— Start of Extract —

Hampton Classic: A Big Step for Zafira

The fact that Zafira was a long strider proved to be advantageous
Georgina Bloomberg and Juvina registered highest on the applause meter after going clean in the first round on Sunday’s Grand Prix course. They finished third over all. Durell Godfrey

   Kent Farrington, 32, of Wellington, Fla., became the fifth rider in the Hampton Classic Horse Show’s 38-year history to win back-to-back Grand Prix championships on Sunday.
    Farrington, who prevailed in a five-rider jump-off that included Richie Moloney, a 31-year-old Irishman who lives in Riverhead, and Georgina Bloomberg, 30, the New York City mayor’s daughter, who is due to give birth on Christmas Day, had initially intended to ride the defending champion, Voyeur, in the weeklong hunter-jumper show’s biggest event, “but he was a little tired,” the winning rider was to say later, so he went instead with a 9-year-old mare, Zafira, owned by Haity and Jim McNerney.
    “It was a big step for her,” Farrington said, “and she answered the question,” with her first Grand Prix win.
    Answering a question in a press conference with the top three that followed FTI’s $250,000 class, Farrington said the fact that Zafira was a long strider proved to be advantageous in the Olympic course designer Guilherme Jorge’s longer-than-usual course.
    Only the above-named and Kevin Babington and Brianne Goutal made it through the first round’s 16-effort test (two of whose double combinations, 7a and b and 3a and b, proved particularly treacherous), while three others in the field of 34 entries — Roberto Teran and Woklahoma, Catherine Pasmore and Bonanza Van Paemel, and Candice King and Kismet 50 — were prevented from doing so because of one time fault.
    Farrington took home an $82,500 first prize, though the runner-up, Moloney, who rode Slieveanorra in the Grand Prix, was right up there purse-wise given the $50,000 he won Sunday, his win aboard Carrabis Z in Saturday’s $40,000 Lon­gines Cup, and his second-place finish in Friday’s $50,000 Grand Prix qualifier on Slieveanorra. Those wins put him over the top as far as leading-rider points were concerned, vaulting him ahead of McLain Ward, who held the lead going into the Grand Prix. As a result, Moloney won the $30,000 Longines Leading Rider Challenge prize as well, finishing with 229 points to Goutal’s 177, Ward’s 169, and Farrington’s 158.5. “It’s the best week I’ve ever had in my career,” the native of Ireland said.
    It was the first time Bloomberg, a frequent competitor at the Classic who considers it her “hometown show,” and who rode Juvina on Sunday, had placed among the Grand Prix’s top three. That finish, worth $37,500, broke a spell, she later told an inquirer, for usually she fared better on days when her father, Michael Bloomberg, was not a spectator. The applause that greeted her entrance into the ring and her clean round registered highest on the meter.

— End of Extract —
— Start of Records —

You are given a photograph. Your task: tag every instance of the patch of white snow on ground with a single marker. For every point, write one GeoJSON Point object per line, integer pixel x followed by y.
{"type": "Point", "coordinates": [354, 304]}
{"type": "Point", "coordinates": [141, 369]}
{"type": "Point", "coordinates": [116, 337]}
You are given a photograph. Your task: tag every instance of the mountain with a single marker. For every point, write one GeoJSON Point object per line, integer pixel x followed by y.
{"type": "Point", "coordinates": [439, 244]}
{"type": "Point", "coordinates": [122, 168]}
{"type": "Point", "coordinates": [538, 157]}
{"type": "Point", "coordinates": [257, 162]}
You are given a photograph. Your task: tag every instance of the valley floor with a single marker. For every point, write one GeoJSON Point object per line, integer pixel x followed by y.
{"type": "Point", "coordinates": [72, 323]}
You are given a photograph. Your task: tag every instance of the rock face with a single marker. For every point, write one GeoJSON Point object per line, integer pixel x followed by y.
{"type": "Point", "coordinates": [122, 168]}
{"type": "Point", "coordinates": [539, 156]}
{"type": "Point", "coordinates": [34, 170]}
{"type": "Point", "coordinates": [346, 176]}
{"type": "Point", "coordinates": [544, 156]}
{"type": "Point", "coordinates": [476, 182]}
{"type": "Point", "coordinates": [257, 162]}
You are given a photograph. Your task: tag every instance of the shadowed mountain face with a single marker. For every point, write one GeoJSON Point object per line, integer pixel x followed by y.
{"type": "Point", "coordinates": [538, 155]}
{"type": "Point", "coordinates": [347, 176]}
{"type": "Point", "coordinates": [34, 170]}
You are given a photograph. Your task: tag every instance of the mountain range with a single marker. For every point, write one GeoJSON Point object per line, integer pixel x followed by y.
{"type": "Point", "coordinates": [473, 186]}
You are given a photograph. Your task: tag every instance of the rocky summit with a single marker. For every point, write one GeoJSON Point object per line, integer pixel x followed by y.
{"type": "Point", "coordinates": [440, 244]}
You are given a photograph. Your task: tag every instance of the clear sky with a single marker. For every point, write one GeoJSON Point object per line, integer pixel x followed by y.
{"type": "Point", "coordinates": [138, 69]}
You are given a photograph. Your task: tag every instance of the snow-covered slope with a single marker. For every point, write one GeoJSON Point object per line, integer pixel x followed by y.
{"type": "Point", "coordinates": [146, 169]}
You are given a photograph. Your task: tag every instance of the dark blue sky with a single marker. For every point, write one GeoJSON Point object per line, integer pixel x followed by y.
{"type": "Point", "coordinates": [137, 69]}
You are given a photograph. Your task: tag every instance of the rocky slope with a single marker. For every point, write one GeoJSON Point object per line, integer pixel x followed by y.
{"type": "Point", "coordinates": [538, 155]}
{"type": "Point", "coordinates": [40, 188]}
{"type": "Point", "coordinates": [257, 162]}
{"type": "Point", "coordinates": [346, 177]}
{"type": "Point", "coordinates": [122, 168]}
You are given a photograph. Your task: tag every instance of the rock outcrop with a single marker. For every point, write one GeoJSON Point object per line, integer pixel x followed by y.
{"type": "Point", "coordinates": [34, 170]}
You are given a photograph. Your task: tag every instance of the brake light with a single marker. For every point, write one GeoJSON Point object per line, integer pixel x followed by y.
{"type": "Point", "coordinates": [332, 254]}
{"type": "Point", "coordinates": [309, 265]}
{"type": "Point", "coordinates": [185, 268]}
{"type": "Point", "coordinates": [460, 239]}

— End of Records —

Required work:
1. In the Hampton Classic article, change "press conference" to "news conference" in everything from "Answering a question" down to "Jorge’s longer-than-usual course.", and give that passage back.
2. Using the Hampton Classic article, explain in one to three sentences why Richie Moloney won the Longines Leading Rider Challenge prize.
The entries above are separate from the Hampton Classic article.

Solutions to the exercise:
1.
Answering a question in a news conference with the top three that followed FTI’s $250,000 class, Farrington said the fact that Zafira was a long strider proved to be advantageous in the Olympic course designer Guilherme Jorge’s longer-than-usual course.

2. His $50,000 second place in Sunday's Grand Prix, his win aboard Carrabis Z in Saturday's Longines Cup and his second-place finish in Friday's Grand Prix qualifier on Slieveanorra put him over the top in leading-rider points. This moved him ahead of McLain Ward, who had led going into the Grand Prix. Moloney finished with 229 points to Goutal's 177, Ward's 169 and Farrington's 158.5.